OBJECTIVE
Change "set a dot" to "mark a point" in every one of the rows below, keeping everything else the same. Leave the pictures out of your answer.

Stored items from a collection

=-=-=

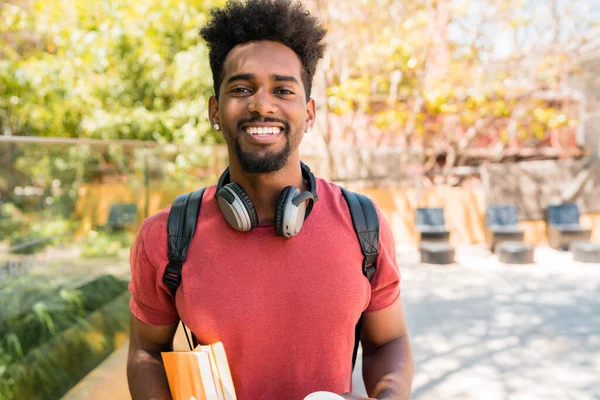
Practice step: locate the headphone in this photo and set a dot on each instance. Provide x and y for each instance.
(290, 213)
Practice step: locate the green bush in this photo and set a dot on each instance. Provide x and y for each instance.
(41, 234)
(54, 312)
(106, 244)
(50, 370)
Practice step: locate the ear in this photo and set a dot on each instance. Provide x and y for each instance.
(213, 111)
(311, 113)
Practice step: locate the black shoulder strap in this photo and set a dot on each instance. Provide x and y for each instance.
(181, 227)
(366, 225)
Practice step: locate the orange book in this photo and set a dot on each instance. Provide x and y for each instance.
(190, 375)
(202, 374)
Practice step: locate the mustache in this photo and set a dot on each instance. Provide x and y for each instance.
(262, 120)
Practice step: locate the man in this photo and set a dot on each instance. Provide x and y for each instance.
(285, 308)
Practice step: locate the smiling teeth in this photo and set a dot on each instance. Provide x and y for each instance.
(263, 131)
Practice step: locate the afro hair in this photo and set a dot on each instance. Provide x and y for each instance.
(281, 21)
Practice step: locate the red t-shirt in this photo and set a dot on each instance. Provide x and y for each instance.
(285, 309)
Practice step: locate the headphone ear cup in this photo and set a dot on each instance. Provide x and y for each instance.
(231, 208)
(285, 198)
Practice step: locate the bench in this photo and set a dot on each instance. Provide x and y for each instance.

=-=-=

TASK RESULT
Practice step: locate the headphone in this photo and mark a point on each instance. Provide x and y for each instance.
(290, 213)
Practice step: locate the green bush in this photo and mark a point on each instance. Provide x and y for each instance.
(41, 234)
(54, 312)
(106, 244)
(50, 370)
Practice step: locate the ear in this photo and mark a point on each instance. Provide x and y for each instance.
(213, 111)
(311, 113)
Practice step: locate the black shoulder strap in this photo and mark a point on each instance. Provide x and y for each instance.
(181, 227)
(366, 225)
Practice step: locate the orange book in this photo and mark a point on each instance. Provide x and y for each instance.
(190, 375)
(202, 374)
Practice step: locate the mustache in this photo and mark a point on each instance. Provide x and y for each instance.
(262, 120)
Practice step: locate the man in this photo and mark a point on each instance. Provide x and y for each instance.
(285, 308)
Practice step: locate the smiling teeth in this photo and mark a point on each instance. Provide x and y for each instance.
(263, 131)
Practice step: locate the afro hair in this photo and mark a point on each instance. Provide x and y for each instance.
(281, 21)
Practice step: locate the red t-shirt in this photo and mark a point on each instance. Provide x and y for each instance.
(285, 309)
Practice step: locate the headphone ear cup in this photo and mark a point on each instance. Provide x and y for each instance.
(231, 208)
(285, 198)
Practice step: locate the bench in this photo and mark a point on each instance. Provide x and y for each instance.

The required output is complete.